PAGE >>
****************
Pulwama attack: India will ‘completely isolate’ Pakistan

India has said it will ensure the “complete isolation” of Pakistan after a suicide bomber killed 46 soldiers in Indian-administered Kashmir.

Federal Minister Arun Jaitley said India would take “all possible diplomatic steps” to cut Pakistan off from the international community.

India accuses Pakistan of failing to act against the militant group which said it carried out the attack.

This is the deadliest attack to hit the disputed region in decades.

Both India and Pakistan claim all of Muslim-majority Kashmir but only control parts of it.

An insurgency has been ongoing in Indian-administered Kashmir since the late 1980s and there has been an uptick in violence in recent years.

How will India ‘punish’ Pakistan?

India says that Jaish-e-Mohammad, the group behind the attack, has long had sanctuary in Pakistan and accuses its neighbour of failing to crack down on it.
****************
WHAT THIS TASK INVOLVES >> Return the text of the Pulwama attack report word for word, between "This is the" and "India ‘punish’ Pakistan?", inclusive.

SUPPLIED DATA >>
****************
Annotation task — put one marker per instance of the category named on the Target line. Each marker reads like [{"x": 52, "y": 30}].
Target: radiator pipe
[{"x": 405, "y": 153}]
****************
RESPONSE TO THIS TASK >>
This is the deadliest attack to hit the disputed region in decades.

Both India and Pakistan claim all of Muslim-majority Kashmir but only control parts of it.

An insurgency has been ongoing in Indian-administered Kashmir since the late 1980s and there has been an uptick in violence in recent years.

How will India ‘punish’ Pakistan?